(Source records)
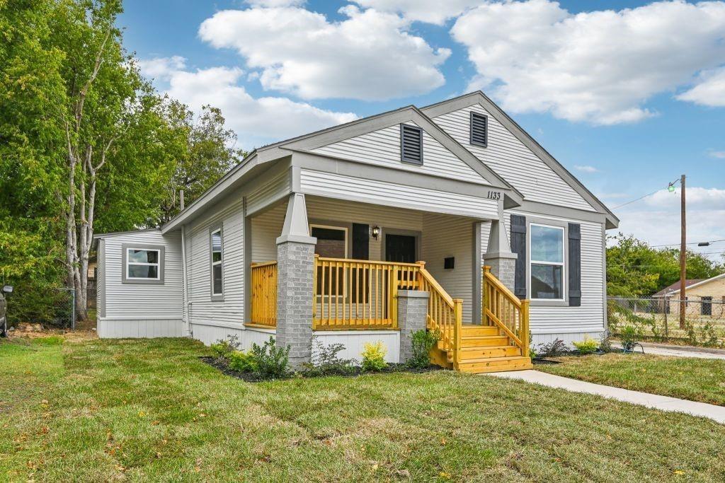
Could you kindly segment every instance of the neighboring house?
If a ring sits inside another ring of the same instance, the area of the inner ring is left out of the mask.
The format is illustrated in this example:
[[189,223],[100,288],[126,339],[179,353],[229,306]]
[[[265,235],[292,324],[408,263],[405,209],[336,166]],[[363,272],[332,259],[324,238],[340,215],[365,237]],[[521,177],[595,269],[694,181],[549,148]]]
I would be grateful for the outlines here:
[[294,364],[313,334],[348,357],[379,340],[397,362],[427,325],[442,365],[526,369],[529,329],[605,330],[618,223],[482,93],[409,106],[257,149],[161,229],[96,236],[98,332],[274,335]]
[[[662,299],[666,309],[671,314],[676,314],[680,301],[679,294],[678,280],[652,297]],[[704,280],[685,280],[685,301],[689,316],[721,319],[725,316],[725,274]]]

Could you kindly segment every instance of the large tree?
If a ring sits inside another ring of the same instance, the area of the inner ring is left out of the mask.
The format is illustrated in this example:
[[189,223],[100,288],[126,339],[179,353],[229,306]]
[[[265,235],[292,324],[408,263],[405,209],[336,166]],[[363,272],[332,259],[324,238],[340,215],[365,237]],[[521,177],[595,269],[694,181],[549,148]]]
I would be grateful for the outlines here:
[[236,135],[225,127],[221,111],[204,106],[198,117],[173,99],[165,103],[170,130],[167,146],[175,149],[166,196],[156,223],[162,224],[178,213],[179,192],[187,203],[196,199],[226,173],[246,153],[236,149]]

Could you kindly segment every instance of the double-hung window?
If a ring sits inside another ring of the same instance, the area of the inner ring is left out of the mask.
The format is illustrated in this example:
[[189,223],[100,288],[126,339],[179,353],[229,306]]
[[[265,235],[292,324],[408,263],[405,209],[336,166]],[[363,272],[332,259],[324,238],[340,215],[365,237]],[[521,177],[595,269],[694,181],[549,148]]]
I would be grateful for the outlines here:
[[531,223],[529,227],[531,300],[564,300],[564,228]]
[[221,227],[212,229],[210,235],[212,250],[212,300],[224,297],[224,251]]
[[164,248],[123,244],[123,283],[163,283]]

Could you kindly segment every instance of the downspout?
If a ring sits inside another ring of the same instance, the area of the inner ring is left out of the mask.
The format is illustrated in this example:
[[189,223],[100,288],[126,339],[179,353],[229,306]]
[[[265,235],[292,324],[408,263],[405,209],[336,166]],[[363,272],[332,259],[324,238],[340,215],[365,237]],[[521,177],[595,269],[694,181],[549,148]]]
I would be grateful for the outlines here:
[[[180,208],[181,211],[184,209],[183,190],[179,193]],[[186,225],[181,225],[181,290],[182,304],[186,304],[183,307],[183,326],[184,332],[186,337],[191,337],[191,316],[189,312],[191,310],[191,303],[188,301],[188,280],[186,274]]]

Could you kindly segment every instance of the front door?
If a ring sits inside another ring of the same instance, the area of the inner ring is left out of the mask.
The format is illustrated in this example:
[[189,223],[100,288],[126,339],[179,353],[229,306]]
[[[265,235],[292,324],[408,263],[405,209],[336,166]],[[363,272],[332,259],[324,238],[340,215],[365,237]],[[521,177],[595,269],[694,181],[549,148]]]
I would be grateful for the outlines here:
[[385,261],[415,263],[415,237],[410,235],[385,235]]

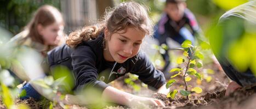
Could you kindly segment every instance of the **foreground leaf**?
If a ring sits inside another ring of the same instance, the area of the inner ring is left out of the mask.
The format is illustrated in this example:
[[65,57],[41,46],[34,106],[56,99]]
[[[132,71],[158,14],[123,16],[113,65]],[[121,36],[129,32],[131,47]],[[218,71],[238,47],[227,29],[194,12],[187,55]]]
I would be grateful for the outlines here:
[[2,95],[2,99],[3,103],[5,105],[7,108],[10,108],[10,107],[14,105],[14,102],[12,98],[10,92],[8,88],[3,83],[1,83],[2,90],[3,92],[3,95]]
[[166,88],[169,88],[176,82],[175,80],[170,80],[166,83]]
[[179,57],[179,58],[178,58],[177,63],[178,64],[180,64],[184,62],[185,62],[184,59],[183,59],[182,57]]
[[170,98],[172,99],[174,99],[175,96],[176,96],[176,95],[177,94],[177,93],[178,93],[178,90],[176,89],[174,89],[173,90],[173,91],[168,93],[167,98]]
[[195,76],[196,76],[198,79],[199,79],[199,80],[200,80],[202,81],[202,75],[201,75],[200,74],[197,72],[197,73],[195,74],[194,75],[195,75]]
[[180,68],[173,68],[170,70],[170,72],[174,72],[174,71],[180,71],[182,69]]
[[185,81],[186,82],[188,82],[188,81],[190,81],[190,80],[191,80],[192,78],[189,77],[189,76],[187,76],[186,77],[186,78],[185,78]]
[[203,90],[202,89],[202,88],[201,88],[200,87],[194,87],[192,89],[191,89],[191,91],[194,91],[196,93],[200,94],[200,93],[202,93]]
[[196,73],[196,70],[193,68],[189,68],[186,73],[189,75],[194,75]]
[[190,40],[186,40],[181,44],[181,47],[183,48],[187,48],[192,46],[192,43]]
[[185,90],[180,90],[180,93],[184,96],[187,96],[190,94],[190,92],[189,91],[186,91]]
[[197,63],[196,63],[196,66],[197,67],[197,68],[200,68],[202,66],[203,66],[203,64],[201,62],[197,62]]
[[180,75],[180,74],[181,74],[181,72],[178,72],[178,74],[175,74],[175,75],[172,76],[170,77],[170,78],[174,78],[174,77],[177,76],[178,75]]

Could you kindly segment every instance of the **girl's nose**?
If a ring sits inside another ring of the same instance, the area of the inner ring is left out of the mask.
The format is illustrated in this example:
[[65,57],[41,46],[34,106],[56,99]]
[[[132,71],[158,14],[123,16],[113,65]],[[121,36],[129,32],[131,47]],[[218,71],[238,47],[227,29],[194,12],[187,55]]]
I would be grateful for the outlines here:
[[132,46],[127,46],[123,50],[123,52],[127,55],[132,55],[133,53]]

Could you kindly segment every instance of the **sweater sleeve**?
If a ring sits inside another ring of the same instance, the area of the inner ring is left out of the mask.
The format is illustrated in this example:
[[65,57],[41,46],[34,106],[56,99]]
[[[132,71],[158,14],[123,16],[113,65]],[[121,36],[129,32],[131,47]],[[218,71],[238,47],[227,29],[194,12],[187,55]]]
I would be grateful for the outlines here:
[[71,59],[77,90],[93,88],[102,93],[109,86],[97,80],[96,56],[90,47],[77,47],[71,54]]
[[140,53],[130,73],[139,76],[139,79],[153,90],[158,89],[166,83],[163,72],[155,68],[145,53]]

◆ **EXERCISE OBJECTIVE**: Swap every "outlines" in the listing above for "polygon outlines" and write the whole listing out again, leaving the rest untouched and the pictures out.

◆ **RESULT**:
Could you kindly segment every instance of the neighboring house?
If a ring sits inside another ring of the same instance, the area of the inner ring is left out of the mask.
The format is illustrated in this example:
[[189,223],[100,288],[126,339],[179,353],[229,306]]
[[[265,235],[292,324],[408,263],[405,209],[336,166]],[[363,272],[332,259],[324,238],[340,215],[365,237]],[[521,177],[595,269],[694,181],[549,148]]]
I would be grateful for the polygon outlines here:
[[294,364],[313,334],[348,357],[379,340],[397,362],[427,325],[442,365],[526,369],[529,329],[605,330],[618,223],[482,93],[409,106],[257,149],[161,229],[96,236],[98,332],[274,335]]
[[[662,299],[666,309],[671,314],[676,314],[680,301],[679,294],[678,280],[652,297]],[[704,280],[685,280],[685,301],[689,316],[721,319],[725,316],[725,274]]]

Could you kindly segment every instance of the large tree?
If a ring sits inside another ring of the same instance, the area of the inner ring is left out of the mask.
The format is illustrated in this example:
[[189,223],[100,288],[126,339],[179,353],[229,306]]
[[[265,235],[292,324],[408,263],[405,209],[336,166]],[[363,272],[332,259],[324,238],[340,215],[365,237]],[[521,177],[595,269],[694,181],[549,148]]]
I would be grateful for the polygon outlines here:
[[236,135],[225,127],[221,111],[204,106],[198,117],[173,99],[165,103],[170,130],[167,146],[175,149],[166,196],[156,223],[162,224],[178,213],[179,192],[187,203],[196,199],[226,173],[246,153],[236,149]]

Could you kindly segment every instance of the double-hung window?
If a ring sits inside another ring of the same instance, the area of the inner ring is left out of the mask.
The format is illustrated in this example:
[[189,223],[100,288],[126,339],[179,353],[229,306]]
[[[265,235],[292,324],[408,263],[405,209],[336,166]],[[363,272],[332,259],[324,238],[340,215],[365,237]],[[521,177],[595,269],[694,181],[549,148]]]
I would be grateful for the polygon outlines here:
[[531,223],[529,227],[531,300],[564,300],[564,228]]
[[221,227],[212,229],[210,235],[212,250],[212,300],[224,297],[224,251]]
[[164,248],[123,244],[123,283],[163,283]]

Could you kindly segment every instance of the downspout?
If a ring sits inside another ring of the same instance, the area of the inner ring is left out of the mask.
The format is illustrated in this example:
[[189,223],[100,288],[126,339],[179,353],[229,306]]
[[[265,235],[292,324],[408,263],[405,209],[336,166]],[[363,272],[332,259],[324,238],[340,215],[365,237]],[[521,177],[595,269],[694,181],[549,148]]]
I would be grateful for the polygon outlines here:
[[[180,208],[181,211],[184,209],[183,190],[179,193]],[[186,225],[181,225],[181,290],[182,304],[186,304],[183,307],[183,326],[184,332],[186,337],[191,337],[191,316],[189,312],[191,310],[191,303],[188,301],[188,280],[186,274]]]

Could you kindly segment every instance of the front door?
If a ring sits inside another ring of the same instance, the area of the inner ring is left out of the mask.
The format is illustrated in this example:
[[189,223],[100,288],[126,339],[179,353],[229,306]]
[[[265,235],[292,324],[408,263],[405,209],[336,166]],[[363,272],[332,259],[324,238],[340,215],[365,237]],[[521,177],[595,269],[694,181],[549,148]]]
I would be grateful for the polygon outlines here:
[[385,261],[415,263],[415,237],[410,235],[385,235]]

Could you kindly segment every instance of the **foreground leaf**?
If a ring sits inside another ring of the same instance, the area of the inner ring is left out of the mask.
The format is illustrated in this example:
[[65,57],[41,46],[34,106],[56,99]]
[[[132,71],[158,14],[123,16],[113,65]],[[121,36],[129,32],[131,47]],[[218,71],[238,47],[227,29],[194,12],[187,55]]]
I would be grateful for the polygon outlines here:
[[2,95],[2,99],[3,103],[5,105],[7,108],[10,108],[10,107],[14,105],[14,102],[12,98],[10,92],[8,88],[3,83],[1,83],[2,90],[3,92],[3,95]]
[[166,88],[169,88],[176,82],[175,80],[170,80],[166,83]]
[[179,57],[179,58],[178,58],[177,63],[178,64],[180,64],[184,62],[185,62],[184,59],[183,59],[182,57]]
[[170,98],[172,99],[174,99],[175,96],[176,96],[176,95],[177,94],[177,93],[178,93],[178,90],[176,89],[174,89],[173,90],[173,91],[168,93],[167,98]]
[[195,76],[196,76],[198,79],[199,79],[199,80],[200,80],[202,81],[202,75],[201,75],[200,74],[197,72],[197,73],[195,74],[194,75],[195,75]]
[[180,68],[173,68],[170,70],[170,72],[174,72],[174,71],[180,71],[182,69]]
[[185,81],[186,82],[188,82],[188,81],[190,81],[190,80],[191,80],[192,78],[189,77],[189,76],[187,76],[186,77],[186,78],[185,78]]
[[203,90],[202,89],[202,88],[201,88],[200,87],[194,87],[192,89],[191,89],[191,91],[194,91],[196,93],[200,94],[200,93],[202,93]]
[[196,73],[196,70],[193,68],[189,68],[186,73],[189,75],[194,75]]
[[190,40],[186,40],[181,44],[181,47],[183,48],[187,48],[192,46],[192,43]]
[[185,90],[180,90],[180,93],[184,96],[187,96],[190,94],[190,92],[189,91],[186,91]]
[[197,63],[196,63],[196,66],[197,67],[197,68],[200,68],[202,66],[203,66],[203,64],[201,62],[197,62]]
[[180,75],[180,74],[181,74],[181,72],[178,72],[178,74],[175,74],[175,75],[172,76],[170,77],[170,78],[174,78],[174,77],[177,76],[178,75]]

Could you kindly segment every instance of the **girl's nose**?
If a ring sits inside another ring of the same instance, the area of the inner ring is left out of the mask.
The format is illustrated in this example:
[[65,57],[41,46],[34,106],[56,99]]
[[[132,71],[158,14],[123,16],[113,65]],[[121,36],[129,32],[131,47]],[[218,71],[238,47],[227,29],[194,12],[187,55]]]
I would be grateful for the polygon outlines here:
[[132,46],[127,46],[123,50],[123,52],[127,55],[132,55],[133,53]]

Could you kindly segment every instance of the **sweater sleeve**?
If a ring sits inside another ring of the same instance, the area of the inner ring is left out of the mask.
The format is illustrated in this example:
[[65,57],[41,46],[34,106],[56,99]]
[[[132,71],[158,14],[123,16],[113,65]],[[121,36],[129,32],[131,47]],[[218,71],[238,47],[227,29],[194,12],[187,55]]]
I would be grateful for the polygon outlines here:
[[71,59],[77,90],[93,88],[102,93],[109,86],[97,80],[96,56],[90,47],[77,47],[71,54]]
[[140,53],[130,73],[139,76],[139,79],[153,90],[158,89],[166,83],[163,72],[155,68],[145,53]]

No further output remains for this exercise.